** Start of Given entries **
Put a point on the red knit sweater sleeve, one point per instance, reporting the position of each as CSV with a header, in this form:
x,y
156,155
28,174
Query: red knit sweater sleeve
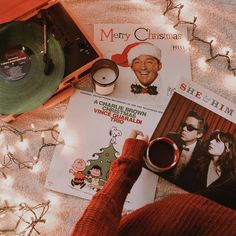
x,y
103,214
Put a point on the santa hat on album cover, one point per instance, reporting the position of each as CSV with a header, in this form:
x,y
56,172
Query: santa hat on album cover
x,y
134,50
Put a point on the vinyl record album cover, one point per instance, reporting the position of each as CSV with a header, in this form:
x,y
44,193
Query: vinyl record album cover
x,y
95,130
202,124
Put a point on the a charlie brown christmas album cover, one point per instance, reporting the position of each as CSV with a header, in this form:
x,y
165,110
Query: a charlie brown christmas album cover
x,y
94,133
151,60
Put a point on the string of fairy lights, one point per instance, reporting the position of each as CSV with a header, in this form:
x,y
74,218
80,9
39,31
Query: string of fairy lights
x,y
29,217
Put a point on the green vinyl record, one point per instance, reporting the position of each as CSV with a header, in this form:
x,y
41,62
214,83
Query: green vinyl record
x,y
23,83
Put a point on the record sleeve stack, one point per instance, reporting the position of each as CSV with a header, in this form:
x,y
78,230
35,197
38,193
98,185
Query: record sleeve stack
x,y
43,50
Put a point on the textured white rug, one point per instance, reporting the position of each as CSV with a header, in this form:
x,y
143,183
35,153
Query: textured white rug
x,y
216,18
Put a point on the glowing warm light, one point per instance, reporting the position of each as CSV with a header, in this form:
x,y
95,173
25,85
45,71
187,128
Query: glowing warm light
x,y
137,1
23,145
210,38
230,82
224,50
37,168
202,63
61,123
2,138
8,181
53,198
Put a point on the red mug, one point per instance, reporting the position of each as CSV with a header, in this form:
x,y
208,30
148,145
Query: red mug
x,y
162,154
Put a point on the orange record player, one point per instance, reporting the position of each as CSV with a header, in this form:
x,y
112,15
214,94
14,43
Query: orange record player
x,y
44,50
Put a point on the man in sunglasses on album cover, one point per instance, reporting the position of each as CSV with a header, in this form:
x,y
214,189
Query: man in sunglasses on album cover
x,y
184,174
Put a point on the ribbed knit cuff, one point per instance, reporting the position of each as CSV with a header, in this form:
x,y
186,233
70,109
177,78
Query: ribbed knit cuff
x,y
134,149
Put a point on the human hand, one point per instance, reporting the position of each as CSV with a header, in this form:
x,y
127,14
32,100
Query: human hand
x,y
137,134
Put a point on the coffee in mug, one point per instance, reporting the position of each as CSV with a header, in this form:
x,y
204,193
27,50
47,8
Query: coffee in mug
x,y
162,154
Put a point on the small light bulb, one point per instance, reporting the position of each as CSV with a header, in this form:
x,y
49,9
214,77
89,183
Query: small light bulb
x,y
202,63
213,39
43,137
32,126
224,50
36,168
23,145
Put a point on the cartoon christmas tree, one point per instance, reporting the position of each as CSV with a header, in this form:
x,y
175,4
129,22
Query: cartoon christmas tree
x,y
104,159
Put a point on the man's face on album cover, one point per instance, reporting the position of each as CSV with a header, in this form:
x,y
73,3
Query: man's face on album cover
x,y
146,69
190,130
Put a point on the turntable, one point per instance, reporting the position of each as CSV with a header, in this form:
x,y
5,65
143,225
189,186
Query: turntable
x,y
43,50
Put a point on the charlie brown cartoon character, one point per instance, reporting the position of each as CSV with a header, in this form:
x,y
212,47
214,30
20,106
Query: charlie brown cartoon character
x,y
77,167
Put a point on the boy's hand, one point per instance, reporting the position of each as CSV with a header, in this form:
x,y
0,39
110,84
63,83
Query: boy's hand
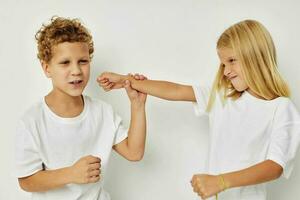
x,y
86,170
135,96
110,80
206,185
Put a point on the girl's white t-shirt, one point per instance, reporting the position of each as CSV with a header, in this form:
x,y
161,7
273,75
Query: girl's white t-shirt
x,y
247,131
46,141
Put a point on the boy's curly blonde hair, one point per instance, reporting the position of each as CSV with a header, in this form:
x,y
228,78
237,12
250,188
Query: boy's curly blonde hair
x,y
58,31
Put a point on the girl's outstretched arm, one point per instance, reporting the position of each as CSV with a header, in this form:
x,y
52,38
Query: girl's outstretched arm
x,y
161,89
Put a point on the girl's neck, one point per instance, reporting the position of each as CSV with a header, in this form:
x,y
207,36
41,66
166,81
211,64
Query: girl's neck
x,y
64,105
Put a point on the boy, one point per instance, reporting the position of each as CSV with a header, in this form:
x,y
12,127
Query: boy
x,y
63,143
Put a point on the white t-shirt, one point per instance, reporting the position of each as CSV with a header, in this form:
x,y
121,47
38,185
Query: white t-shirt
x,y
45,140
248,131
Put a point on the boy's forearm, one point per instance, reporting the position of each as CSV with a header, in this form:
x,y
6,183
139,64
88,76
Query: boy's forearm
x,y
259,173
46,180
137,131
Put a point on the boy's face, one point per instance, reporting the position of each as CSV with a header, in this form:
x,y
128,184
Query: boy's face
x,y
69,68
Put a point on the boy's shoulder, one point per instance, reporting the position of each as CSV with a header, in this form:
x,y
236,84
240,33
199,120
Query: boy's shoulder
x,y
33,112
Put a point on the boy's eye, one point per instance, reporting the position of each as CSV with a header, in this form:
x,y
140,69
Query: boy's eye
x,y
232,60
64,62
83,61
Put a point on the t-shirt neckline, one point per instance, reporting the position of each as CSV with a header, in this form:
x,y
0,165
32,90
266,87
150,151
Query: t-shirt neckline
x,y
76,119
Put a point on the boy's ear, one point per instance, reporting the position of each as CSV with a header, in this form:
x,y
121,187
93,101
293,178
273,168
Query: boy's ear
x,y
46,69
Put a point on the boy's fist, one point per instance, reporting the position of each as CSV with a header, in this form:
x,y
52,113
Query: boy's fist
x,y
86,170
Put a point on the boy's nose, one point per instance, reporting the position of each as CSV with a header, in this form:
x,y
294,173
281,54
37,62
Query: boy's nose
x,y
76,70
227,71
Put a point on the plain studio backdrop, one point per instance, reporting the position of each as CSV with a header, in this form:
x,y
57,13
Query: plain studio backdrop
x,y
171,40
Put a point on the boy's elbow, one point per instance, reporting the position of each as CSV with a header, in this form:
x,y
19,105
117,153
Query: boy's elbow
x,y
136,157
279,172
276,169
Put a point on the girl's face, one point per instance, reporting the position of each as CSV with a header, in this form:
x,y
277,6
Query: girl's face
x,y
232,68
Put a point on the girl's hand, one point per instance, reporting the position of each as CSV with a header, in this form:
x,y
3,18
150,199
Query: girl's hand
x,y
206,185
136,97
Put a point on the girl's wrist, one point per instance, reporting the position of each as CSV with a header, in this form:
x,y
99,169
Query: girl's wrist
x,y
224,185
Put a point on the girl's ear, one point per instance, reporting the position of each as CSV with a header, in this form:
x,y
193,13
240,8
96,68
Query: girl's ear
x,y
46,68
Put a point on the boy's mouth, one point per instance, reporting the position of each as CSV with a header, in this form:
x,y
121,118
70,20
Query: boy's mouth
x,y
75,82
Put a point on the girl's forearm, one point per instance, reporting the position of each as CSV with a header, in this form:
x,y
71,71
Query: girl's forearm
x,y
137,132
259,173
163,89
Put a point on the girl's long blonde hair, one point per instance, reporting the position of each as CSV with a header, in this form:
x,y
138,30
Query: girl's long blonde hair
x,y
254,48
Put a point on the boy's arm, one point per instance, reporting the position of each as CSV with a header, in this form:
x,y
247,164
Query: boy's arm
x,y
132,148
85,170
208,185
162,89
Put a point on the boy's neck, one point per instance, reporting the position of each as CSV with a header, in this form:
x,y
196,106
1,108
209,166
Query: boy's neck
x,y
64,105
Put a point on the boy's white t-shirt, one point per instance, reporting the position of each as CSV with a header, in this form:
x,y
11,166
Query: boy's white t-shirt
x,y
46,141
248,131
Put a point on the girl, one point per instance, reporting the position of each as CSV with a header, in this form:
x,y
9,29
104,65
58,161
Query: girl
x,y
254,126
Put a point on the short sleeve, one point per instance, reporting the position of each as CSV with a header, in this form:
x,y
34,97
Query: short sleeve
x,y
285,137
27,157
121,132
202,94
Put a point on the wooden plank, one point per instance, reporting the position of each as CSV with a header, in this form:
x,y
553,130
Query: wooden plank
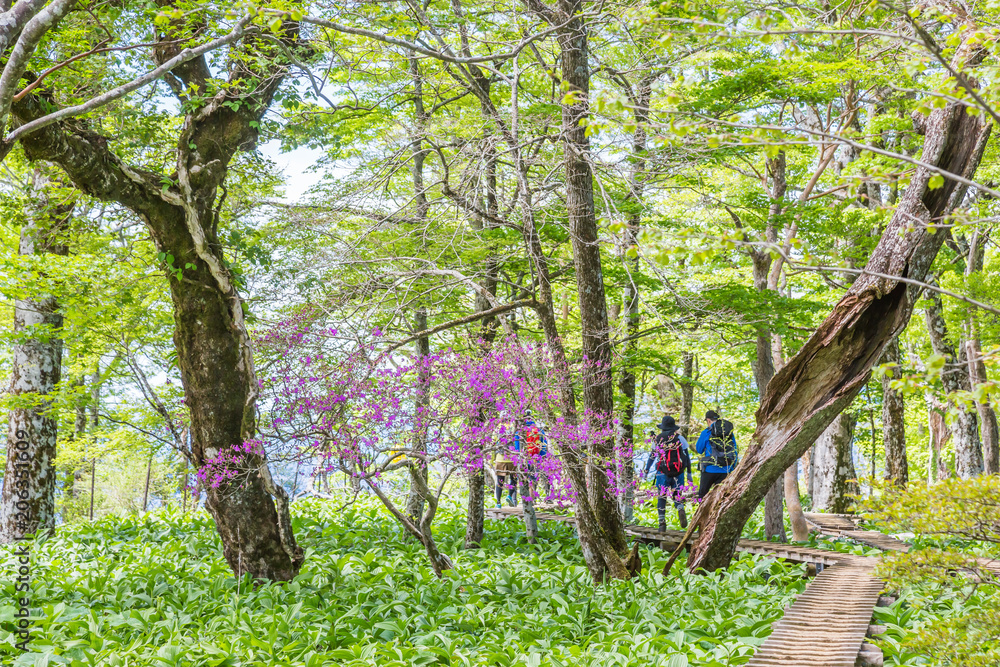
x,y
826,625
** End of Given entries **
### What to produce
Copy out everything in the records from the line containing "Put a point on the boy's mouth, one" down to the end of the records, word for word, leaving out the pictures.

### Full response
Put a point on the boy's mouth, one point per instance, reporting the position of each as CSV with a header, in this form:
x,y
121,118
70,20
Query: boy's mouth
x,y
75,82
Put a point on the girl's forearm, one point per instance, reporting the position of each as CSV with a header, in this form:
x,y
71,71
Query: girl's forearm
x,y
137,132
259,173
163,89
Put a point on the girl's long blonde hair, one point per instance, reporting the position of each as CSV with a header, in this form:
x,y
138,30
Query: girl's long blonde hair
x,y
254,48
Put a point on the boy's arm, one point per instance, reporting the position of each as CSV with a header, in this form:
x,y
247,164
Query: boy's arm
x,y
132,148
85,170
208,185
162,89
Put a point on the boy's neck, one point per instance, reporting the position of each as CSV with a header, in this form:
x,y
196,106
1,108
209,166
Query: boy's neck
x,y
64,105
Put a point on the boy's white t-shirt, one point per instance, reporting the position of each as CSV with a header, in this form:
x,y
11,166
Query: boy's white t-shirt
x,y
46,141
248,131
Put a point on the girl, one point per instance, reporting the position of each as CSV with a header, in this form:
x,y
9,29
104,65
58,161
Query: girl
x,y
254,126
Put a point on the short sleeve, one point per instance, reporting the position of each as CSV with a header, in this form:
x,y
34,97
Query: short sleeve
x,y
285,137
27,157
121,132
202,94
Put a point on the wooden plank, one point per instance, reporting the position of each as CSV with a header, in this form:
x,y
553,130
Query: wooden plank
x,y
826,625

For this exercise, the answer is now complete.